• **ABOUT THIS TASK**:
I would like you to return all of the records exactly as they stand.
[[ INFORMATION GIVEN open ]]
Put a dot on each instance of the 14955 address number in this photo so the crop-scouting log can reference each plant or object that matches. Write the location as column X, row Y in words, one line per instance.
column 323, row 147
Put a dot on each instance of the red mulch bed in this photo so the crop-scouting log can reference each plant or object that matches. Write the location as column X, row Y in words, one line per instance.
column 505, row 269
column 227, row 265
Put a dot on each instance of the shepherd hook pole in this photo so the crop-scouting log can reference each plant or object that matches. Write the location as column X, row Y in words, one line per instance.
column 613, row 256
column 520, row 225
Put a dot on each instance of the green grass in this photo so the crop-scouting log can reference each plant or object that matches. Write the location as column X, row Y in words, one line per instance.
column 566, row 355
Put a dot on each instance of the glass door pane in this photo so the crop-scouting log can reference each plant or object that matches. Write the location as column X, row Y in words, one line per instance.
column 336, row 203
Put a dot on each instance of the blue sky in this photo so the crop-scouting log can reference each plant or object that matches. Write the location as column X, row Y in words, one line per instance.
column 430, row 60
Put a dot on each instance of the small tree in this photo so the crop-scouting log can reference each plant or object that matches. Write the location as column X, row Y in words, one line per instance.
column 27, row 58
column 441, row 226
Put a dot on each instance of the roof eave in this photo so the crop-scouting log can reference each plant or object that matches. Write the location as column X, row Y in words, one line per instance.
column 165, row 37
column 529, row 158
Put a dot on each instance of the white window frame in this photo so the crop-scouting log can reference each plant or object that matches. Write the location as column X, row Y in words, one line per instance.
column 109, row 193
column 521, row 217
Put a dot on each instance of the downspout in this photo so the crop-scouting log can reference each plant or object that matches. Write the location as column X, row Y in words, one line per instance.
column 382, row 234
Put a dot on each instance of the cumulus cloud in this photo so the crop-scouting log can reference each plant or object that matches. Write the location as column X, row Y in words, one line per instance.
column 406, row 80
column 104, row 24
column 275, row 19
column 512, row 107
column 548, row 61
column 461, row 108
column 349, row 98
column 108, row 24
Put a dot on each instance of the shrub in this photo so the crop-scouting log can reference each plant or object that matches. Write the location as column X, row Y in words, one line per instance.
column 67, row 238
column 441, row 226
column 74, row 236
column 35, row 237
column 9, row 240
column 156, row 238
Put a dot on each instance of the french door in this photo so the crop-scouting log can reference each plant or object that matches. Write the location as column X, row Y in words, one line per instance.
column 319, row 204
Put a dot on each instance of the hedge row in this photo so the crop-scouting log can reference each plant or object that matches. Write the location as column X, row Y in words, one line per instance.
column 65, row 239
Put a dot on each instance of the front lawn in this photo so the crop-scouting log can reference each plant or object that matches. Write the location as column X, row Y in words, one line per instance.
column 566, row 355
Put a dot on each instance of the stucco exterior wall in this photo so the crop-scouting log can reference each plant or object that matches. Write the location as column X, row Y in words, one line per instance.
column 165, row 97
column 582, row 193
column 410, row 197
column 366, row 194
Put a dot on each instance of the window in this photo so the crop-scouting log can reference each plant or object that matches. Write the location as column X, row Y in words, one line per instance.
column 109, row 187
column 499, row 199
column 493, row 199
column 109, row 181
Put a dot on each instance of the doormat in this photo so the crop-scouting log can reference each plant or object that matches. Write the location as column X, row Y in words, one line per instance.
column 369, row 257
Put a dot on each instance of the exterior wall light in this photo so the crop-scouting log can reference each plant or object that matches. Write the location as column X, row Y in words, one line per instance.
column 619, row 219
[[ INFORMATION GIVEN closed ]]
• **EXERCISE RESULT**:
Put a dot on each instance of the 14955 address number in this photo so the crop-scouting log can reference each plant or object that matches. Write the location as column X, row Y in words, one line per instance.
column 323, row 147
Put a dot on each instance of the red mulch bed in this photo so the crop-scouting log can reference each plant or object that matches. Write the location as column X, row Y in words, one line per instance.
column 505, row 269
column 227, row 265
Put a dot on each instance of the shepherd hook pole in this photo so the crop-scouting log can reference each plant or object that matches. Write the location as column X, row Y in words, one line per instance.
column 613, row 256
column 520, row 225
Put a dot on each instance of the green grass in this photo so the crop-scouting log can reference each plant or object that matches. Write the location as column X, row Y in words, one line per instance.
column 566, row 355
Put a dot on each instance of the glass door pane in this photo so the crop-scouting log can reference each plant or object that matches. Write the location as column X, row Y in words, one line per instance.
column 336, row 203
Put a dot on each instance of the blue sky in this photo so the crop-scouting log can reference each plant or object that matches. Write the location as column X, row Y in words, one line per instance.
column 430, row 60
Put a dot on each instance of the small tree in this photo so the crop-scouting log can reference each plant or object that matches. Write the location as column X, row Y in words, one line per instance.
column 27, row 58
column 441, row 226
Put a dot on each instance of the roof eave in this photo so the crop-scouting log can reference each plant or object that matches. Write the location as column X, row Y in words, one line per instance.
column 165, row 37
column 529, row 158
Put a dot on each instance of the white window frame in this photo so the crop-scouting log can reference each plant or object that matches. Write the location as column X, row Y in words, one line per instance.
column 109, row 193
column 521, row 217
Put a dot on each instance of the downspout in this photo so the crop-scouting log can reference each plant or object that matches. Write the location as column X, row Y in words, one line per instance.
column 382, row 234
Put a dot on each instance of the cumulus cloud in this photo so the crop-scouting log can reference each plant or object that matches. Write the location as column X, row Y in words, one line per instance.
column 406, row 80
column 104, row 24
column 275, row 19
column 512, row 107
column 548, row 61
column 461, row 108
column 349, row 98
column 108, row 24
Put a dot on each instance of the shrub in this photo so the crop-scouting log can reference each plant or object that matches. Write the location as column X, row Y in words, one line per instance.
column 67, row 238
column 441, row 226
column 74, row 236
column 35, row 237
column 9, row 240
column 156, row 238
Put a dot on each instance of the french door in this photo so the crop-scouting log can reference each plant or object that matches. Write the location as column X, row Y in words, one line per instance.
column 319, row 204
Put a dot on each instance of the hedge row in this photo so the crop-scouting log can reference each plant or object that matches. Write the location as column X, row Y in words, one line per instance.
column 65, row 239
Put a dot on each instance of the front lawn in this photo so the crop-scouting log can reference each plant or object that matches. Write the location as column X, row Y in words, one line per instance.
column 566, row 355
Put a dot on each instance of the stucco exterior wall in this photo so the crop-scouting log can reference each plant or object that matches. Write the location as column X, row Y in words, one line per instance.
column 165, row 97
column 582, row 193
column 410, row 197
column 366, row 194
Put a dot on each instance of the window in this photo so the crop-scouting log can reference each plant or object that matches. Write the location as column X, row Y in words, one line per instance.
column 109, row 187
column 499, row 199
column 493, row 199
column 109, row 181
Put a dot on each instance of the doormat in this photo so the crop-scouting log can reference each plant or object that matches. Write the location as column X, row Y in words, one line per instance.
column 369, row 257
Put a dot on each instance of the exterior wall light in this photo so the crop-scouting log can reference each plant or object that matches. Write the location as column X, row Y in words, one line per instance.
column 619, row 219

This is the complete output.